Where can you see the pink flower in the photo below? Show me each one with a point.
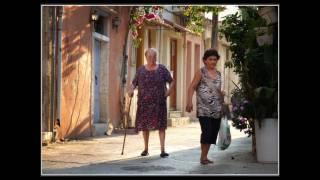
(150, 16)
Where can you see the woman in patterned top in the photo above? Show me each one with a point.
(151, 80)
(207, 83)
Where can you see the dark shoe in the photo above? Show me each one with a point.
(144, 153)
(163, 154)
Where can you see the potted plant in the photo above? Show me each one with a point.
(256, 63)
(269, 13)
(264, 36)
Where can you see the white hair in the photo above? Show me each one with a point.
(151, 50)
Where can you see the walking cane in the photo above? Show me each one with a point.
(127, 111)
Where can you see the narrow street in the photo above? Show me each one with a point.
(102, 155)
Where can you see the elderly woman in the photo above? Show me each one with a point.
(207, 83)
(151, 80)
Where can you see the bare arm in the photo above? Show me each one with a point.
(191, 89)
(131, 90)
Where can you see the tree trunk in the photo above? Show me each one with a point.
(123, 69)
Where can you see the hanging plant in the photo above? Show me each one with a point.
(139, 16)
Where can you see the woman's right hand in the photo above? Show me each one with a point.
(189, 107)
(130, 93)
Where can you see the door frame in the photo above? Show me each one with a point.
(102, 39)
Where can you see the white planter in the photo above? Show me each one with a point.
(265, 38)
(269, 14)
(267, 140)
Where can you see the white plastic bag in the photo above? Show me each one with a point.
(224, 139)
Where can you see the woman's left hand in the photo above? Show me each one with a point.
(223, 93)
(167, 93)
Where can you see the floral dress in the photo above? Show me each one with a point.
(152, 106)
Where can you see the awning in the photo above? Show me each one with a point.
(159, 24)
(179, 27)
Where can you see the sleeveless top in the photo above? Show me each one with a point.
(209, 101)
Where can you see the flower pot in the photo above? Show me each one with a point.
(267, 140)
(265, 36)
(265, 39)
(269, 13)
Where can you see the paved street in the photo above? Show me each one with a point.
(102, 156)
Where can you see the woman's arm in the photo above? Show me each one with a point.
(191, 89)
(171, 86)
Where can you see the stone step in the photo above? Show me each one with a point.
(99, 129)
(178, 121)
(175, 114)
(128, 131)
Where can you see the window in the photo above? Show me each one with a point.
(101, 25)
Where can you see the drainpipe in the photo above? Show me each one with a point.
(59, 32)
(53, 67)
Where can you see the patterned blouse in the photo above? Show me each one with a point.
(209, 101)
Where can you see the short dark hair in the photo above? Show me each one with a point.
(210, 52)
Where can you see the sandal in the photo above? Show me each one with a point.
(205, 162)
(144, 153)
(164, 154)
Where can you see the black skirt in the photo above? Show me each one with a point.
(209, 129)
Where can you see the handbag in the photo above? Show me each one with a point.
(224, 136)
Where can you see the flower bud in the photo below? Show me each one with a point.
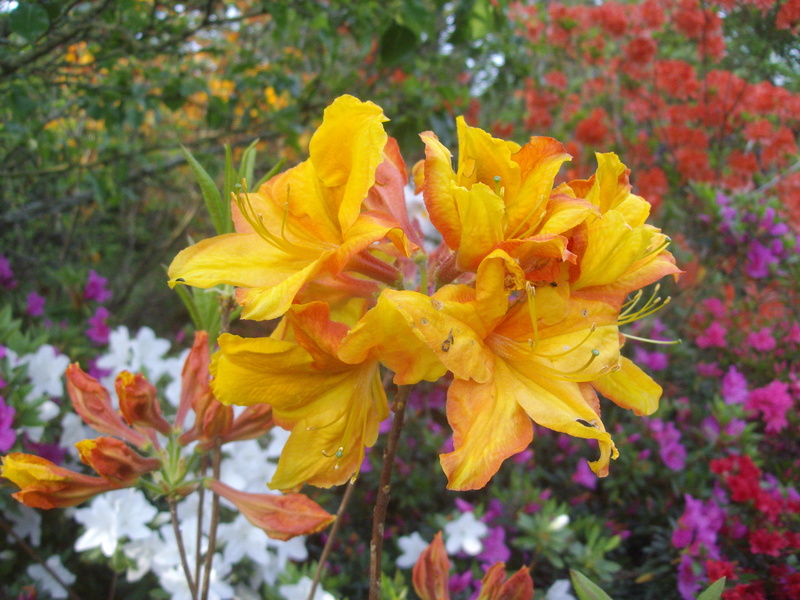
(114, 460)
(93, 403)
(431, 572)
(281, 516)
(138, 402)
(46, 485)
(194, 377)
(495, 586)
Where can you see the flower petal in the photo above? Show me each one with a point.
(631, 388)
(488, 426)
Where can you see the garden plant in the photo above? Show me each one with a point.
(508, 309)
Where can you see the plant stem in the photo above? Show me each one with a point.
(329, 543)
(212, 533)
(173, 513)
(382, 501)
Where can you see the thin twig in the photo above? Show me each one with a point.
(329, 543)
(35, 556)
(212, 533)
(382, 501)
(173, 513)
(198, 558)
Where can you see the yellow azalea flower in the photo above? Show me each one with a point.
(511, 365)
(311, 222)
(44, 484)
(333, 409)
(618, 252)
(499, 197)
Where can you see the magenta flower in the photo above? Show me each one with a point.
(6, 274)
(772, 401)
(96, 288)
(99, 331)
(35, 306)
(734, 387)
(7, 434)
(712, 337)
(762, 340)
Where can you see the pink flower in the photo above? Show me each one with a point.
(35, 306)
(734, 387)
(762, 341)
(99, 331)
(7, 434)
(6, 274)
(96, 288)
(712, 337)
(772, 401)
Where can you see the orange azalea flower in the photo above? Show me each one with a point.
(310, 222)
(332, 408)
(511, 365)
(46, 485)
(138, 403)
(281, 516)
(500, 197)
(618, 253)
(93, 403)
(114, 460)
(431, 573)
(495, 586)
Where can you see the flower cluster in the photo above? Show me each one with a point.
(521, 302)
(139, 446)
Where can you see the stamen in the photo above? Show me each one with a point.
(663, 245)
(575, 347)
(647, 310)
(572, 375)
(649, 341)
(531, 290)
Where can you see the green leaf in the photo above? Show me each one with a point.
(248, 164)
(211, 194)
(229, 182)
(586, 588)
(29, 21)
(714, 591)
(271, 173)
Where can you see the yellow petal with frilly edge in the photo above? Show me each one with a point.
(631, 388)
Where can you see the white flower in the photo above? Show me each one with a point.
(141, 553)
(242, 539)
(167, 556)
(174, 581)
(301, 590)
(560, 590)
(114, 515)
(464, 535)
(45, 582)
(558, 522)
(144, 352)
(26, 523)
(248, 467)
(45, 371)
(73, 430)
(412, 546)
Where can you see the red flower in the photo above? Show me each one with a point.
(593, 130)
(641, 50)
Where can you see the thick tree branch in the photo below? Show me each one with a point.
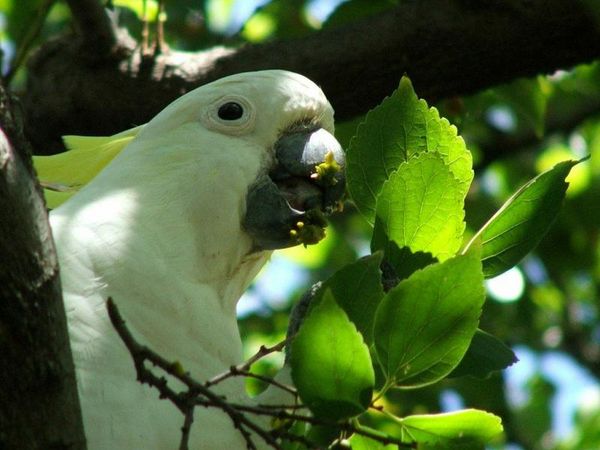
(94, 27)
(448, 49)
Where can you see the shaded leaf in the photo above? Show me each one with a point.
(424, 325)
(421, 207)
(331, 365)
(399, 128)
(529, 98)
(400, 263)
(485, 355)
(521, 223)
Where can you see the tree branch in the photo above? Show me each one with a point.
(93, 26)
(199, 394)
(39, 407)
(448, 49)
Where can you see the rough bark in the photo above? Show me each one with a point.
(39, 407)
(447, 48)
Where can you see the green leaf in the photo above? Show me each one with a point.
(421, 207)
(400, 263)
(399, 128)
(451, 430)
(519, 225)
(359, 442)
(331, 365)
(424, 325)
(485, 355)
(529, 98)
(357, 289)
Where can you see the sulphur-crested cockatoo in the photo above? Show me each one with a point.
(182, 215)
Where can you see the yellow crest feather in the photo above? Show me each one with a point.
(62, 175)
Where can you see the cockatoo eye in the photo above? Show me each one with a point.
(230, 111)
(232, 114)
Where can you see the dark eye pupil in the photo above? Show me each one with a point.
(230, 111)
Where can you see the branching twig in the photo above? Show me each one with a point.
(141, 353)
(244, 369)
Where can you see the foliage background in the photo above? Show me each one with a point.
(546, 309)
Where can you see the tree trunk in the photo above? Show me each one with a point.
(39, 407)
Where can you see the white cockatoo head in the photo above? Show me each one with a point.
(243, 164)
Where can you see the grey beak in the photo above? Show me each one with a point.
(286, 207)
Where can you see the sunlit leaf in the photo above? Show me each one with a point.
(485, 355)
(424, 325)
(523, 220)
(421, 207)
(396, 130)
(455, 430)
(331, 365)
(359, 442)
(357, 289)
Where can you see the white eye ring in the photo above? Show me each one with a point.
(231, 114)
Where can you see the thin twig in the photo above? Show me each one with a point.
(199, 394)
(142, 353)
(245, 366)
(186, 428)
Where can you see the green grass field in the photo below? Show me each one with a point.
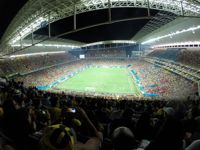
(106, 80)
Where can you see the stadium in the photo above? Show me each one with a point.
(106, 71)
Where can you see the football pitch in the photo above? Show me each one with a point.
(102, 80)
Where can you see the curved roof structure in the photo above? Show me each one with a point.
(37, 13)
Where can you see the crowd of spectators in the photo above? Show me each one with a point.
(184, 56)
(160, 81)
(26, 64)
(106, 53)
(31, 119)
(154, 79)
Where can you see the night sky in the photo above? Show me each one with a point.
(115, 31)
(8, 9)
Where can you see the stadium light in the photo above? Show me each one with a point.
(40, 53)
(27, 30)
(109, 42)
(191, 29)
(48, 45)
(182, 44)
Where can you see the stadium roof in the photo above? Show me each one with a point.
(93, 20)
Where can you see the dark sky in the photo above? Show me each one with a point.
(8, 9)
(116, 31)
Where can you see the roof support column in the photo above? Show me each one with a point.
(21, 44)
(32, 35)
(74, 15)
(49, 25)
(109, 12)
(148, 8)
(182, 10)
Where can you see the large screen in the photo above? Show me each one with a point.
(81, 56)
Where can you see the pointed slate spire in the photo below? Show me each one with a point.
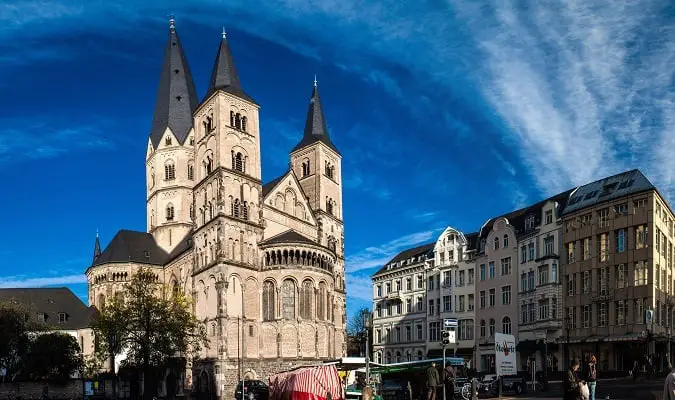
(224, 75)
(97, 248)
(176, 97)
(315, 125)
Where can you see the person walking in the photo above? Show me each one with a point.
(591, 375)
(432, 381)
(572, 390)
(669, 385)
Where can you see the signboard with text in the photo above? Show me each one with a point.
(505, 354)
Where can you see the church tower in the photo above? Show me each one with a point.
(318, 165)
(169, 159)
(227, 148)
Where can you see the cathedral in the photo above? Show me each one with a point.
(263, 262)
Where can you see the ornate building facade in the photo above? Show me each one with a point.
(264, 263)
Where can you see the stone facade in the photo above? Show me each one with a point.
(264, 263)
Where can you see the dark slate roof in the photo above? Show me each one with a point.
(424, 251)
(51, 301)
(289, 237)
(176, 96)
(184, 245)
(139, 247)
(517, 218)
(269, 186)
(224, 75)
(315, 125)
(623, 184)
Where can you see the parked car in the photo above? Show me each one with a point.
(253, 390)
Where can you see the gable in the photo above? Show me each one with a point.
(285, 195)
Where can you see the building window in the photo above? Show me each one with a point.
(506, 266)
(238, 162)
(543, 275)
(288, 299)
(548, 246)
(191, 172)
(506, 325)
(549, 217)
(506, 294)
(620, 240)
(169, 212)
(169, 171)
(305, 168)
(641, 273)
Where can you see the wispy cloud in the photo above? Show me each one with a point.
(30, 139)
(24, 282)
(360, 287)
(376, 256)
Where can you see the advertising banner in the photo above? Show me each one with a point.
(505, 354)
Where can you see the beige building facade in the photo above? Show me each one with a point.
(618, 238)
(263, 262)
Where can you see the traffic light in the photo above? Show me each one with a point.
(445, 337)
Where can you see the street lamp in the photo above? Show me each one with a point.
(367, 319)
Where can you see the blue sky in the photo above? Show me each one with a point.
(446, 113)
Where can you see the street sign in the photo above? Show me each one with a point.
(450, 323)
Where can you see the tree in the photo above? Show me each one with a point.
(356, 333)
(52, 357)
(153, 324)
(14, 338)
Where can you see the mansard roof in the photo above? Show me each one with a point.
(51, 302)
(612, 187)
(416, 255)
(289, 236)
(176, 95)
(133, 246)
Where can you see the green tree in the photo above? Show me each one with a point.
(52, 357)
(14, 337)
(152, 324)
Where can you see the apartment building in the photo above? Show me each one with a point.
(399, 304)
(452, 264)
(540, 289)
(618, 236)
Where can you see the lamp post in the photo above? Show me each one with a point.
(367, 318)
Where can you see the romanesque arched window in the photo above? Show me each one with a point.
(238, 161)
(169, 171)
(321, 302)
(306, 299)
(269, 297)
(169, 212)
(288, 299)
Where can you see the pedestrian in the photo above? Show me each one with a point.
(669, 385)
(591, 375)
(572, 389)
(432, 381)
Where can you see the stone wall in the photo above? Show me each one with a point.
(33, 390)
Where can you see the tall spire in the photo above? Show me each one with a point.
(315, 125)
(97, 247)
(176, 96)
(224, 75)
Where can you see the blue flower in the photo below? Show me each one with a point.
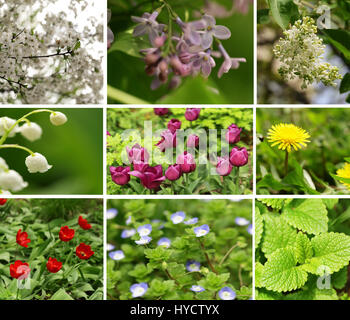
(128, 233)
(111, 213)
(178, 217)
(227, 293)
(193, 265)
(195, 288)
(164, 242)
(109, 247)
(191, 221)
(202, 230)
(250, 229)
(117, 255)
(241, 221)
(144, 240)
(138, 289)
(144, 230)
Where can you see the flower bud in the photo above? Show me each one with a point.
(31, 131)
(12, 180)
(58, 118)
(37, 163)
(239, 157)
(173, 172)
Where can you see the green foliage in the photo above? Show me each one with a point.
(225, 253)
(298, 253)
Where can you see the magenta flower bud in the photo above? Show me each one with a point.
(174, 124)
(223, 167)
(186, 162)
(151, 177)
(192, 114)
(239, 156)
(233, 134)
(173, 172)
(120, 175)
(161, 111)
(137, 154)
(192, 141)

◇ ◇ ◇ ◇ ◇ ◇ ◇

PROBLEM DESCRIPTION | Every line from the one containing "Where can you see the flower bud in the photo above?" through the end of the data must be repeated exactly, and no other line.

SOLUTION |
Where can you see the flower bud in the photo above? Show me each one with a point.
(31, 131)
(12, 180)
(58, 118)
(37, 163)
(239, 157)
(173, 172)
Where can you see the green foliage in the photo above? Show me each one with a point.
(225, 253)
(298, 253)
Where can you see the magenta flower bud in the photo above? Show me each one with a point.
(174, 124)
(223, 167)
(186, 162)
(151, 177)
(192, 114)
(239, 156)
(233, 134)
(173, 172)
(120, 175)
(161, 111)
(137, 154)
(192, 141)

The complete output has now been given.